When Monica reads the notes that David has written, the number of pages in her hand change between shots.
When the robots open the frozen door to the Amphib Craft, David's trousers are already wet on the left leg from the knee down. But when he gets out, they are dry and twice he slips on the ice and both times he lands on his left knee.
Teddy disappears from the dinner table between shots.
When we see the chef mecha scavenging for a new eye, he has no hat. But when we see him again in the cage, his hat is clearly a permanent part of his head.
One of the boys gets out of the swimming pool twice in different shots.
In the Flesh Fair, when the "nanny" robot is dissolved under the shower of acid, the acid was transported in and dumped from tin buckets. Any acid that acted that quickly on the mecha would have eaten through a metal bucket just as quickly, thus the worker who carried the bucket would never had had time to carry it to and make it up that ladder.
If the oceans froze, the water levels would have drastically receded, leaving Manhattan once again exposed.
The Antarctic ice cap, where most of the ice exists, has survived much warmer pre-industrial times. Even if all the ice caps melted and the sea rose due to global warming, the rate of rise would be very slow and land would still exist. Enough time for populations to migrate to higher ground, as populations have done in the past.
The Empire State Building is never seen, either the crew working on the the movie's CGI forgot to add the Building or it is possible that it might have just collapsed sometime before the movie's time period.
The World Trade Towers wouldn't be standing, for obvious reasons.
New Jersey is depicted as having tropical forest. This is due to global warming.
David malfunctions after ingesting food but suffers no discomfort at all from being fully submerged in water while in the pool. This is because he never swallowed any of the water.
Robots shouldn't blink, but David does when he is in the woods telling Gigolo Joe what he will do when he meets the Blue Fairy.

──────────────────────────────

▶ Task set
a – Which characters does the text about the film's mistakes mention by proper name?
b – Answer these from the text about the film's mistakes:
(i) When David slips on the ice after leaving the Amphib Craft, what does he land on?
(ii) What were the buckets that carried the acid at the Flesh Fair made of?
(iii) Where is David when he blinks?
Answer using only the text about the film's mistakes.

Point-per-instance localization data
──────────────────────────────

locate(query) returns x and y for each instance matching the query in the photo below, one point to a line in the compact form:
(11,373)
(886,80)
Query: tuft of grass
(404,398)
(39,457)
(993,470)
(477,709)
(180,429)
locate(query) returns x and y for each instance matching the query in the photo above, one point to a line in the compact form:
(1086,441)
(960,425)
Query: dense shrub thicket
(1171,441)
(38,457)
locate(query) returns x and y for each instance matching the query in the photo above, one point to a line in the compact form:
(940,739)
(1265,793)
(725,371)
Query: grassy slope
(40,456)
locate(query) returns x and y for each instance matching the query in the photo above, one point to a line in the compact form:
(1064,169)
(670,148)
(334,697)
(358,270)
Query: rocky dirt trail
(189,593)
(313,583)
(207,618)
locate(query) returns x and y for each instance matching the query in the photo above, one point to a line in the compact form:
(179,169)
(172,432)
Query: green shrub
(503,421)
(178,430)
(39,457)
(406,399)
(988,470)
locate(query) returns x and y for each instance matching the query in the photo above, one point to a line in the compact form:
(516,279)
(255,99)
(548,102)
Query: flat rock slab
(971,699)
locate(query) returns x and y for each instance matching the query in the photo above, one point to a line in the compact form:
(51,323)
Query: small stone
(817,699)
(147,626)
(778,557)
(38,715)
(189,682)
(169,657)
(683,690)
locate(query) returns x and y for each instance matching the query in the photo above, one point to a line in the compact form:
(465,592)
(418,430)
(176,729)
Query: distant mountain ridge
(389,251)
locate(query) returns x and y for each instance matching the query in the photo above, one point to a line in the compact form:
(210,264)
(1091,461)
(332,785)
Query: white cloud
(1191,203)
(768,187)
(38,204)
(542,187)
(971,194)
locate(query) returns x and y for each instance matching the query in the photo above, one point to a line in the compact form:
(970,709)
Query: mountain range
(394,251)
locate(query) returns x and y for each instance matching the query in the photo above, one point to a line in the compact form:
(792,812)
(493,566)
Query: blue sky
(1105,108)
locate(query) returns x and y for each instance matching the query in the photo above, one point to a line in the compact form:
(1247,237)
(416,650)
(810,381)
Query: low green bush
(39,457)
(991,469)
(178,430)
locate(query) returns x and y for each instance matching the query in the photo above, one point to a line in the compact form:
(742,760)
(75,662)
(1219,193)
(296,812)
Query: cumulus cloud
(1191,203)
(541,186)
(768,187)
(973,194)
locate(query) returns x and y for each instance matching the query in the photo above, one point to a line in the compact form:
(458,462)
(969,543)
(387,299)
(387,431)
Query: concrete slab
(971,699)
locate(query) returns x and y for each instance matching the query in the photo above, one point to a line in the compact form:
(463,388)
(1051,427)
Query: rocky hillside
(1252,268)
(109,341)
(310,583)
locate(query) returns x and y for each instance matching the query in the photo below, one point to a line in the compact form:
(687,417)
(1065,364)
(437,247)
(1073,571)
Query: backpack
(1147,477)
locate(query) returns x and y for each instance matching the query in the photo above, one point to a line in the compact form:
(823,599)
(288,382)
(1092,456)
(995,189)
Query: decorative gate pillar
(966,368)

──────────────────────────────

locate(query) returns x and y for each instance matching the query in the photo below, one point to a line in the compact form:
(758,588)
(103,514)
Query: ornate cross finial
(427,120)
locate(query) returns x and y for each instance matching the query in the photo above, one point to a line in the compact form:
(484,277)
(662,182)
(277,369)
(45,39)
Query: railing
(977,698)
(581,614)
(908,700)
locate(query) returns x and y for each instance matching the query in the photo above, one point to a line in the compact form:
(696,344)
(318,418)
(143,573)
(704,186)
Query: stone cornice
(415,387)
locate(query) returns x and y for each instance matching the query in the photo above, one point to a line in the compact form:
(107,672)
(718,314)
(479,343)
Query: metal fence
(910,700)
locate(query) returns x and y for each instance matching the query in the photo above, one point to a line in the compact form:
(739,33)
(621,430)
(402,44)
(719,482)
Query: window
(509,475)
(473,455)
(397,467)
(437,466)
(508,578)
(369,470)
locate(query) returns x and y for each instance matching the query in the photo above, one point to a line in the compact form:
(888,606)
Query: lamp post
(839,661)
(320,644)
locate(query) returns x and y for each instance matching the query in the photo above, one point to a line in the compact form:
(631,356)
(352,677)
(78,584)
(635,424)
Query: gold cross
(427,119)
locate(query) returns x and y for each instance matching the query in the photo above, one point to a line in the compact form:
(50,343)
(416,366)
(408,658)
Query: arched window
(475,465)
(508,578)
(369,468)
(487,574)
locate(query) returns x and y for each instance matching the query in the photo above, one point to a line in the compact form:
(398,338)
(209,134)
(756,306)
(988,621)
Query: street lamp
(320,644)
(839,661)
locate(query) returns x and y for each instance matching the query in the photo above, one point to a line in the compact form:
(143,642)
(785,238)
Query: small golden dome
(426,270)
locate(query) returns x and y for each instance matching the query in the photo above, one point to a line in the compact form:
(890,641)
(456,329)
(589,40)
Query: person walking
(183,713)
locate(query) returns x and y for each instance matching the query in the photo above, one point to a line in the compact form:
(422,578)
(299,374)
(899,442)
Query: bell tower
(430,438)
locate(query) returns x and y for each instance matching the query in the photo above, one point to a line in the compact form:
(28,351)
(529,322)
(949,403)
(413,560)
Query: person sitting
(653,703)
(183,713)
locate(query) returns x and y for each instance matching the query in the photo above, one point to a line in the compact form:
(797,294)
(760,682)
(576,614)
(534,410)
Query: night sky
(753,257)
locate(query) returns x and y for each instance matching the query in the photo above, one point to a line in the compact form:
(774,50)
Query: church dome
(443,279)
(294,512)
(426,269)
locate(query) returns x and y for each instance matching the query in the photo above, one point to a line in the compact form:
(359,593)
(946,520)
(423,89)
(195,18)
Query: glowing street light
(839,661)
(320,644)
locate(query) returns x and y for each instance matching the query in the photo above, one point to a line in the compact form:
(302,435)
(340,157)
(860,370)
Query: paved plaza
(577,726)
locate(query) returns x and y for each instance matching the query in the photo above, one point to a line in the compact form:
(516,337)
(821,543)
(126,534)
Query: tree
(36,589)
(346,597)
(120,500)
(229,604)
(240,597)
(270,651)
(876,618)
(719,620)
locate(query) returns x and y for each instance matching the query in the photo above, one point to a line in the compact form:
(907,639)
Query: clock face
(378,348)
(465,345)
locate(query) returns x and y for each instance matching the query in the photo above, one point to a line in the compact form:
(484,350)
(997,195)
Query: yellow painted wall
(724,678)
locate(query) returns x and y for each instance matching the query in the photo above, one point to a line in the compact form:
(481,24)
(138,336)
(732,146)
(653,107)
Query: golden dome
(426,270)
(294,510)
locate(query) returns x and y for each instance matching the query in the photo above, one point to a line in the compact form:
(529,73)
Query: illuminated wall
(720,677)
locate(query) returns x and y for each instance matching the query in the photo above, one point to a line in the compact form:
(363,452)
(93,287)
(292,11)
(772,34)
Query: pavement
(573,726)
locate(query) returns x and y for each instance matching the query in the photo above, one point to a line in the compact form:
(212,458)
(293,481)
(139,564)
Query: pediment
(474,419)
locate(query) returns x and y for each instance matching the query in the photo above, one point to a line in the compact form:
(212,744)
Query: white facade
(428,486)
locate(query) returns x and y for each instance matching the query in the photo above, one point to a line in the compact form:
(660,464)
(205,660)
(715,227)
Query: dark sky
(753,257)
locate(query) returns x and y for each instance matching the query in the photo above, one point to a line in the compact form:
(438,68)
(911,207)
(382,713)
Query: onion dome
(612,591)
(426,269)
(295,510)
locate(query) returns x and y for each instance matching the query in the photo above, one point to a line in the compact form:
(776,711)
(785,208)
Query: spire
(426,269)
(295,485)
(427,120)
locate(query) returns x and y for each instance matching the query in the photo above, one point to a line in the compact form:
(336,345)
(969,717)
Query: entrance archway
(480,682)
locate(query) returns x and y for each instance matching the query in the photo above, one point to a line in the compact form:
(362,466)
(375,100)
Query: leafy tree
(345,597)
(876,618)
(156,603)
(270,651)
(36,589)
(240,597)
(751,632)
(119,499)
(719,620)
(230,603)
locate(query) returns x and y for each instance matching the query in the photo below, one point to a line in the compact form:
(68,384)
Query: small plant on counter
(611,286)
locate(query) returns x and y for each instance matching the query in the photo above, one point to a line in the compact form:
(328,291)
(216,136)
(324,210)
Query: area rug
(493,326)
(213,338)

──────────────────────────────

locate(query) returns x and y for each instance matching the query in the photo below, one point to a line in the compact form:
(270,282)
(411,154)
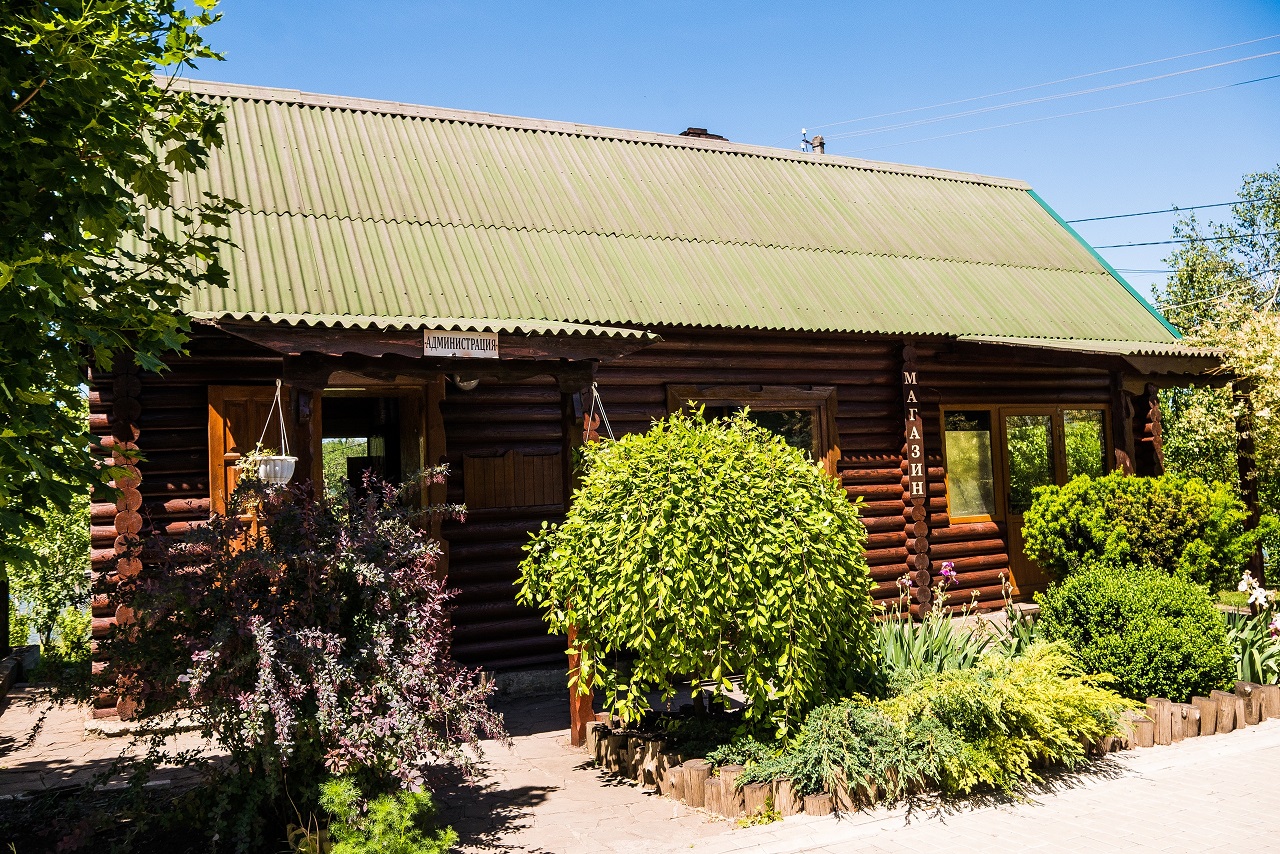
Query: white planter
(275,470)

──────────────────────────────

▶ Results for each task
a – Monica, David, Teddy, Gigolo Joe, the Blue Fairy

b –
(i) His left knee
(ii) Tin
(iii) In the woods